▶ **所供材料**:
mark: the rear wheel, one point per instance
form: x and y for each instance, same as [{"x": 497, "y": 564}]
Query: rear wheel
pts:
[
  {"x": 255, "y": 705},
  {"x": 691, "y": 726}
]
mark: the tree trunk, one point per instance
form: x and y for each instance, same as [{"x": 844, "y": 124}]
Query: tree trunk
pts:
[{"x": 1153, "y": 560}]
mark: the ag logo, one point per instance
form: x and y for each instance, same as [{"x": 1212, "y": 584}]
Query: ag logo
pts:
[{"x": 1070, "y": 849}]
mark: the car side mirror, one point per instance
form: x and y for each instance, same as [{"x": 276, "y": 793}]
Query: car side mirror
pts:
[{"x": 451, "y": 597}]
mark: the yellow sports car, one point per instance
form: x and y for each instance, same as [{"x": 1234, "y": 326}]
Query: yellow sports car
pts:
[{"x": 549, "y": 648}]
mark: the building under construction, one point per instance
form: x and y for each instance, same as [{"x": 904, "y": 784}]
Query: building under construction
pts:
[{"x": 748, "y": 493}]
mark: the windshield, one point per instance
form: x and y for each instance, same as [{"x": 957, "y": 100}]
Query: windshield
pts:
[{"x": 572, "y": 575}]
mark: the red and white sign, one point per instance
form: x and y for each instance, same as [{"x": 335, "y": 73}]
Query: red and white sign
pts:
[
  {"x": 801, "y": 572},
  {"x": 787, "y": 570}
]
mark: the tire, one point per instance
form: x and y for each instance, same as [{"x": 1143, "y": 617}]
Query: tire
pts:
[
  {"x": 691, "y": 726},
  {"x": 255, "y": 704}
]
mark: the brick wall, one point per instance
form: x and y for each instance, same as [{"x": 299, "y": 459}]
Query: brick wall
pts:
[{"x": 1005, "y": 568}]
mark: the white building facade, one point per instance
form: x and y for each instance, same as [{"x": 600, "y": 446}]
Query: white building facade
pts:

▶ **书面练习**:
请修改自含有“mark: the red”的那一行起直至记录末尾的部分，将其中的“brick wall”替换为“stone wall”，其余内容一律保持原样，并仅写出这一部分。

▶ **完整答复**:
mark: the red and white sign, one point per instance
form: x and y for each instance, same as [{"x": 335, "y": 73}]
Query: red and white sign
pts:
[
  {"x": 801, "y": 572},
  {"x": 787, "y": 570}
]
mark: the tire, one point per instance
form: x and y for each instance, same as [{"x": 1143, "y": 617}]
Query: tire
pts:
[
  {"x": 691, "y": 726},
  {"x": 255, "y": 704}
]
mark: the stone wall, one point per instance
form: x and y for each instance, same as [{"x": 299, "y": 459}]
Query: stone wall
pts:
[{"x": 1005, "y": 568}]
mark: the white building facade, one point per instance
form: x and y for each instance, same as [{"x": 600, "y": 446}]
Query: white building facade
pts:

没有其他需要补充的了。